* START GIVEN INFORMATION *
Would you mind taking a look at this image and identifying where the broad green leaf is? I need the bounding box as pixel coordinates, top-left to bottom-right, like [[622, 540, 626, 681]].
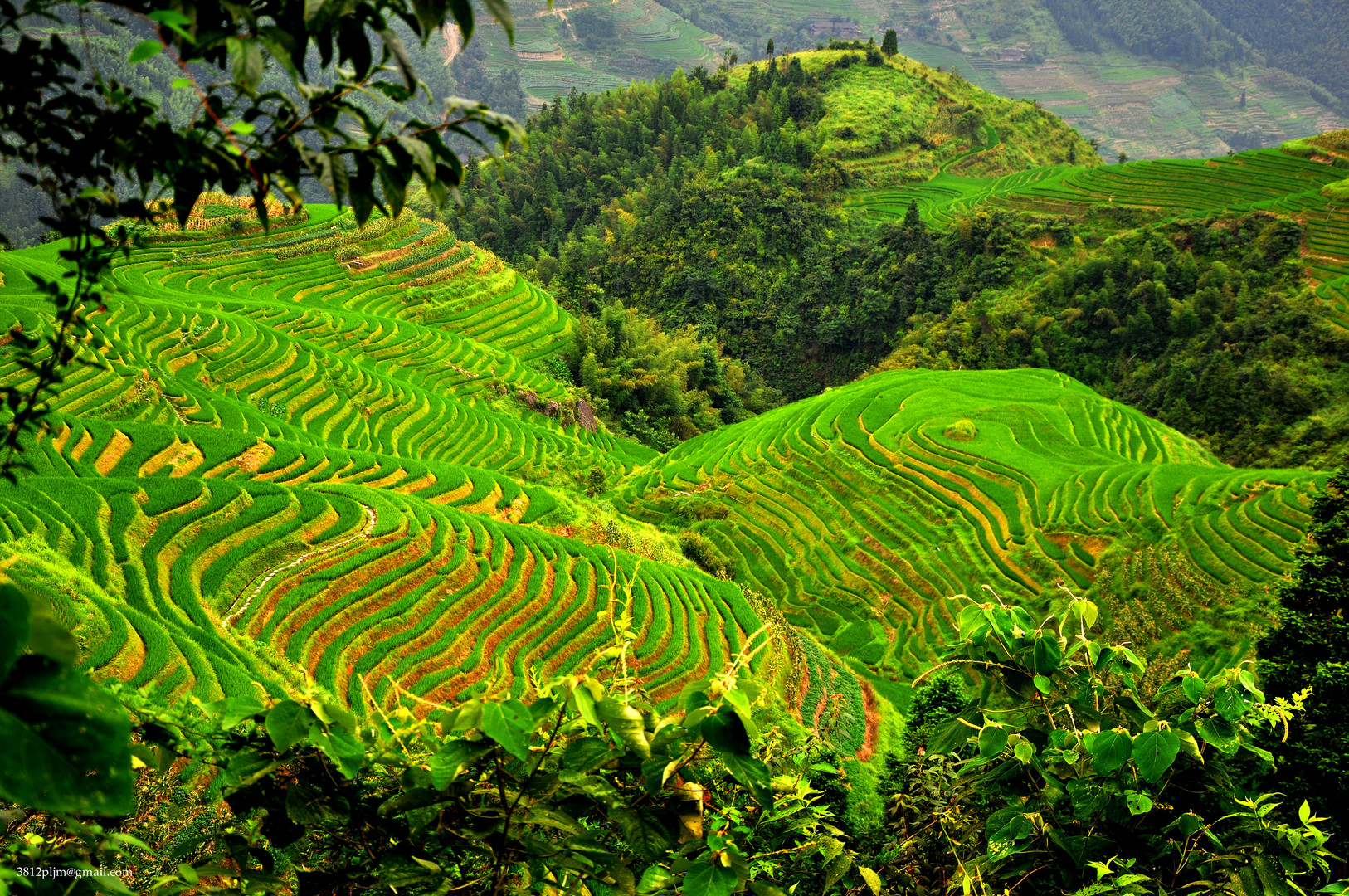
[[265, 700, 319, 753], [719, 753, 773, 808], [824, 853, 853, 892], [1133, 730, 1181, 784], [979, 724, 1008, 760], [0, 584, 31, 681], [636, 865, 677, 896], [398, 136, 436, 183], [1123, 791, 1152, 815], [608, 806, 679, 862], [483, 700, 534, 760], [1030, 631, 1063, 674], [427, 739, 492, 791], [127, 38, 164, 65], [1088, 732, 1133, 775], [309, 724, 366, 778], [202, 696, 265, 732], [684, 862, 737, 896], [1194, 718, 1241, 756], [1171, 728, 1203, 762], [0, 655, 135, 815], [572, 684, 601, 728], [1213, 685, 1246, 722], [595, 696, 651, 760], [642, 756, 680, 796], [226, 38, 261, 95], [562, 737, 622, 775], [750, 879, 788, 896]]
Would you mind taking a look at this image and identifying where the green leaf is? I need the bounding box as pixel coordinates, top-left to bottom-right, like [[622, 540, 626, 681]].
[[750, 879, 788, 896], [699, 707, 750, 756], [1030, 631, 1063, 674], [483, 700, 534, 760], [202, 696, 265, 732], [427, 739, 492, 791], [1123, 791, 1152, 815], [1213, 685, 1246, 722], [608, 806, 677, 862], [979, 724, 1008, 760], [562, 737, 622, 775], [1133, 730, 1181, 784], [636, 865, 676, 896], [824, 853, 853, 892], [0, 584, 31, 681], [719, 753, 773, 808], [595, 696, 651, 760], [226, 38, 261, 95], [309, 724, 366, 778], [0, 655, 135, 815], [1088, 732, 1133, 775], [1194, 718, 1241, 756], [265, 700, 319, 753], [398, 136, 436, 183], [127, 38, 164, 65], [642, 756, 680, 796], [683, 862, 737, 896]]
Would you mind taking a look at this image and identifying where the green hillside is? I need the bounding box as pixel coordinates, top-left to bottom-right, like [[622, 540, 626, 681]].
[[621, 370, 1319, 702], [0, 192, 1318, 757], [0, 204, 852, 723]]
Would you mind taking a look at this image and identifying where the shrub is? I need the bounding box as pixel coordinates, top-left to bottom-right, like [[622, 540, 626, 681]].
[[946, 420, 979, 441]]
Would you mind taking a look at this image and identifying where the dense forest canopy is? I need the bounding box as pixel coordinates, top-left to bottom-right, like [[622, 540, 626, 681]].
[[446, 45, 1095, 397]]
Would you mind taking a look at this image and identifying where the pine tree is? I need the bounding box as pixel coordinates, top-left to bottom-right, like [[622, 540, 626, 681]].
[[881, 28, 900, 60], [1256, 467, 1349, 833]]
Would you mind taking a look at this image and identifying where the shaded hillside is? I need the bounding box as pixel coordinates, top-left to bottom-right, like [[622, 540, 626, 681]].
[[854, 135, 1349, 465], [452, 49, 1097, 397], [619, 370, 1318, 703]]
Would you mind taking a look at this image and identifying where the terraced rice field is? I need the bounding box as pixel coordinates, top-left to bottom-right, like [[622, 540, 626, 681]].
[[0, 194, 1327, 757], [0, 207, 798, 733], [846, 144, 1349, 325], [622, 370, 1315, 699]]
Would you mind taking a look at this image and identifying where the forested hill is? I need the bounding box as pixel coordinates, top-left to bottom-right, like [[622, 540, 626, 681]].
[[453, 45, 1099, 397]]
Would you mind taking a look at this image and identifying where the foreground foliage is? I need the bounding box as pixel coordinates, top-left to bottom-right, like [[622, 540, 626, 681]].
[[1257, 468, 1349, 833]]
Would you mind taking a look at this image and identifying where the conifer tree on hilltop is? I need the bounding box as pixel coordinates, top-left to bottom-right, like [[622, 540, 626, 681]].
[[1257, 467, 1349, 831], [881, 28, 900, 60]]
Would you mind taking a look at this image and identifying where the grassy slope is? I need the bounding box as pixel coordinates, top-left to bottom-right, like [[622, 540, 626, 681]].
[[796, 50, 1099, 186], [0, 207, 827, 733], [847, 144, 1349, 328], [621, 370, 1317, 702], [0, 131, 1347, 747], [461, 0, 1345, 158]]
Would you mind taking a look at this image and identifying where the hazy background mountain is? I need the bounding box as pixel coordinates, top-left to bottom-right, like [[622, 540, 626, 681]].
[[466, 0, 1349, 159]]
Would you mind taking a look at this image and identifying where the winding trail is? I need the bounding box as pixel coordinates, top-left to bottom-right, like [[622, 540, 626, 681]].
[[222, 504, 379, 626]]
* END GIVEN INFORMATION *
→ SET PROBLEM: Write out the records again, from the start up to and including the line with "204, 852, 723]]", requests included, and move every bounding-box coordinate in the answers by -136. Leave the pictures out.

→ TASK ANSWER:
Would you mind taking a look at this image and identifying where the broad green leaf is? I need the bounding box as pixel coordinates, top-left to bottom-right, like [[622, 540, 626, 681]].
[[129, 564, 183, 617], [583, 617, 637, 672], [688, 717, 717, 756], [997, 594, 1045, 648], [843, 588, 872, 624], [-136, 448, -105, 545], [500, 729, 541, 760], [262, 0, 300, 47], [987, 655, 1016, 679], [472, 670, 543, 726], [347, 564, 398, 624], [894, 495, 927, 538], [291, 603, 356, 655], [-9, -98, 28, -71], [952, 596, 997, 639], [173, 588, 230, 642], [66, 560, 129, 596], [548, 726, 601, 760], [1058, 582, 1105, 620], [1035, 592, 1067, 626], [-136, 519, -1, 679], [436, 548, 465, 592], [1077, 549, 1110, 586], [459, 560, 515, 624], [506, 620, 544, 660], [90, -98, 125, -41], [426, 601, 486, 639], [614, 743, 652, 760]]
Would you mind taking a look at this image and identifying where the green leaf is? I need the bounding box as pixel coordinates, top-left to bottom-right, like [[622, 540, 626, 681]].
[[614, 743, 652, 760], [563, 571, 614, 620], [894, 495, 927, 538], [347, 564, 398, 624], [66, 560, 129, 596], [291, 603, 356, 655], [987, 655, 1016, 679], [1077, 549, 1110, 586], [472, 670, 541, 726], [843, 588, 872, 624], [426, 601, 486, 639], [997, 594, 1045, 648], [500, 729, 540, 760], [688, 717, 717, 756], [-136, 448, -105, 545], [583, 617, 637, 672], [459, 560, 515, 624], [90, -98, 125, -41], [173, 588, 230, 642], [-136, 519, -1, 679], [952, 596, 997, 639], [1058, 582, 1105, 620], [129, 564, 183, 617], [262, 0, 300, 47], [-9, -98, 28, -71], [506, 620, 544, 660], [547, 726, 601, 760]]
Would you mind taking a look at this image and identifying where the green hillside is? I need the bounding box as pixel coordinates, top-left to bottom-right, like [[622, 540, 626, 681]].
[[485, 234, 1183, 566], [-136, 56, 1182, 621], [-136, 68, 716, 587]]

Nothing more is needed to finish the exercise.